- [Rows]
------

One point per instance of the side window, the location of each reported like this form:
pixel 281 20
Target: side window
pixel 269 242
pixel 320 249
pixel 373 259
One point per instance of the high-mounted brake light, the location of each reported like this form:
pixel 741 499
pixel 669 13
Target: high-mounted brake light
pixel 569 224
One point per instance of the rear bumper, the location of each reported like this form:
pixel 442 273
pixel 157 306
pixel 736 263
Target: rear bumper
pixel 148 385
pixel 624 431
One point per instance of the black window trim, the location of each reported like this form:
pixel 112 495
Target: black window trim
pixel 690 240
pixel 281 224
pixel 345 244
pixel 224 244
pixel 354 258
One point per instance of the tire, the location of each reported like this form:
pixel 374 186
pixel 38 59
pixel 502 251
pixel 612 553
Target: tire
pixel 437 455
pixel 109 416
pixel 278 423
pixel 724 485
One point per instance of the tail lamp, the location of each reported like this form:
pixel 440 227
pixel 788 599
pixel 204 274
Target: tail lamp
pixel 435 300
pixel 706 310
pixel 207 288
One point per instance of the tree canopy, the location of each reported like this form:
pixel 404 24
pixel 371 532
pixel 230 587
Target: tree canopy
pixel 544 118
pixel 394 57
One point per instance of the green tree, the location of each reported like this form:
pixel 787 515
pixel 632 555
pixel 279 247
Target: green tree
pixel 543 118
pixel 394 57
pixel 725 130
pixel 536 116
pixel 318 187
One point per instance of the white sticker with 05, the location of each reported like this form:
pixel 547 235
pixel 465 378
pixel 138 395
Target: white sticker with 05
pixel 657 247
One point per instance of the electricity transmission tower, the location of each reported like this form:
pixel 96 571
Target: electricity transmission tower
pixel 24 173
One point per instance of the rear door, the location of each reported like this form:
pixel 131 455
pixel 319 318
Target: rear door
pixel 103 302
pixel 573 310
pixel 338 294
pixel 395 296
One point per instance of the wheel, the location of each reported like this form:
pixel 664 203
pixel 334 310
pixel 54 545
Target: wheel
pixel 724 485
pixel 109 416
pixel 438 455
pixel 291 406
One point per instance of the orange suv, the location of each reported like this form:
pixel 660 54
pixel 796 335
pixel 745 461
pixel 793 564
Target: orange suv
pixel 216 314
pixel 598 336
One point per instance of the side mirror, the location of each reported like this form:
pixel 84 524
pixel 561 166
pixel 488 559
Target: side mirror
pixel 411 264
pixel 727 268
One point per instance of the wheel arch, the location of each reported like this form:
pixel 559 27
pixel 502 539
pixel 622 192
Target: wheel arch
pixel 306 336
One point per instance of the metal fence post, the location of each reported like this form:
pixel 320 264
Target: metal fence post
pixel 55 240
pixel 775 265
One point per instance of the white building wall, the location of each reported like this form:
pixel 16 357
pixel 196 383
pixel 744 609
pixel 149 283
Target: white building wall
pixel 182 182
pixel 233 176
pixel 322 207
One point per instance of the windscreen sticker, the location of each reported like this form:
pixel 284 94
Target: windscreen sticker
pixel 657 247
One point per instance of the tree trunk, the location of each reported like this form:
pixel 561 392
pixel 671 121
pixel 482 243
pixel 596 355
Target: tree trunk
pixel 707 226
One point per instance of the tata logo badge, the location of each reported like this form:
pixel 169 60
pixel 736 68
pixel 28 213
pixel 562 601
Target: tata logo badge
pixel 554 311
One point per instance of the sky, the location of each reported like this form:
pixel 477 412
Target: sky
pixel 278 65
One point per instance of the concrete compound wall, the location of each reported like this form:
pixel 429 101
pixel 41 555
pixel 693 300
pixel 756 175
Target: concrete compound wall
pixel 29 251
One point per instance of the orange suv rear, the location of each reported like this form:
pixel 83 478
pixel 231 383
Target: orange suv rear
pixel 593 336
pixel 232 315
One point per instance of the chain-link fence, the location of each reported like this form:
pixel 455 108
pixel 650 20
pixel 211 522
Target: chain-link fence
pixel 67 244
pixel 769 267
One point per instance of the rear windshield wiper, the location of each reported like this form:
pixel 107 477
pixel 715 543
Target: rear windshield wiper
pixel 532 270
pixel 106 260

------

- [Job]
Please revise the material above so that "tail lamp" becomes "taillight" wherever it occurs, with every other line left as it is.

- [Output below]
One point per instance of the side window, the location of each reported like this form:
pixel 281 20
Target: side window
pixel 269 242
pixel 320 249
pixel 373 259
One point per instance of the high-mounted brake light, the location of each reported like this form:
pixel 741 499
pixel 669 13
Target: high-mounted brake light
pixel 569 224
One point per instance of the rear bumper, the location of each reported like this form:
pixel 442 273
pixel 157 306
pixel 736 263
Target: rear bumper
pixel 148 385
pixel 624 431
One point per instance of the black window trim, the location of each reported like this form:
pixel 112 495
Target: black window trim
pixel 690 240
pixel 281 224
pixel 345 244
pixel 224 244
pixel 354 258
One point per instance of the tire, the location of each reported like this form:
pixel 374 186
pixel 38 59
pixel 502 251
pixel 612 553
Target: tire
pixel 437 455
pixel 109 416
pixel 278 423
pixel 724 485
One point per instance of the taillight, the location of each reported like this form:
pixel 440 227
pixel 788 599
pixel 204 274
Target: taillight
pixel 435 300
pixel 706 310
pixel 207 288
One point per instance of the tree canopy, the location of each reported like this form:
pixel 404 24
pixel 371 532
pixel 230 587
Target: tree canopy
pixel 544 118
pixel 394 57
One point per instance of the green tree, the location of each reported like this form:
pixel 787 515
pixel 632 555
pixel 279 247
Target: green tree
pixel 543 118
pixel 394 57
pixel 725 130
pixel 536 116
pixel 318 187
One point per instance of the white sticker with 05, the location of each reported like this form:
pixel 547 235
pixel 465 378
pixel 138 395
Target: white sticker with 05
pixel 657 247
One point per instance of the electricity transmission tower, the location of each reported like this form:
pixel 96 571
Target: electricity transmission tower
pixel 24 173
One point per instance of the rear door, the location of each reported like this form:
pixel 131 455
pixel 319 318
Target: rear door
pixel 103 302
pixel 573 310
pixel 338 294
pixel 395 296
One point per instance of the wheel, the location of each reported like this form:
pixel 664 203
pixel 334 310
pixel 54 545
Target: wheel
pixel 724 485
pixel 109 416
pixel 438 455
pixel 291 406
One point per instance of the orange suv, the location of each reported like this form:
pixel 660 54
pixel 796 335
pixel 745 461
pixel 793 564
Target: orange suv
pixel 216 314
pixel 598 336
One point per instance of the side mirror, the location of each reported like this form:
pixel 84 524
pixel 561 166
pixel 488 559
Target: side mirror
pixel 411 264
pixel 727 268
One point per instance of the wheel arch, the location of each reported like this form:
pixel 559 27
pixel 502 539
pixel 622 192
Target: wheel arch
pixel 306 336
One point per instance of the metal fence post, the location of each reported like this form:
pixel 320 264
Target: metal fence post
pixel 55 240
pixel 775 265
One point per instance of the white building wall, the location of each reported like this form:
pixel 16 357
pixel 196 383
pixel 744 609
pixel 149 283
Target: white building wall
pixel 182 182
pixel 233 176
pixel 322 207
One point per instance of the windscreen sticker, the location of each reported like this form:
pixel 284 94
Target: windscreen sticker
pixel 657 247
One point per instance of the tree trunk, the location of each reported like this form:
pixel 561 392
pixel 671 121
pixel 482 243
pixel 596 355
Target: tree trunk
pixel 707 226
One point per instance of the tata logo badge, the location of each reported like this form:
pixel 169 60
pixel 736 68
pixel 28 213
pixel 562 601
Target: tata logo badge
pixel 554 311
One point per instance of the sky, the location of each reported like this form:
pixel 477 412
Target: sky
pixel 278 65
One point per instance of the concrete compound wall, the location of each reported like this form:
pixel 429 101
pixel 41 555
pixel 693 300
pixel 756 175
Target: concrete compound wall
pixel 29 251
One point per instance of the orange suv rear, the location of each reported like this form:
pixel 83 478
pixel 231 383
Target: orange suv rear
pixel 593 336
pixel 232 315
One point per instance of the chain-link fence, the location of each reported like this form:
pixel 455 108
pixel 650 20
pixel 211 522
Target: chain-link fence
pixel 67 244
pixel 769 267
One point per instance of the rear windshield wiper, the location of each reported like this form:
pixel 107 477
pixel 715 543
Target: rear windshield wiper
pixel 532 270
pixel 106 260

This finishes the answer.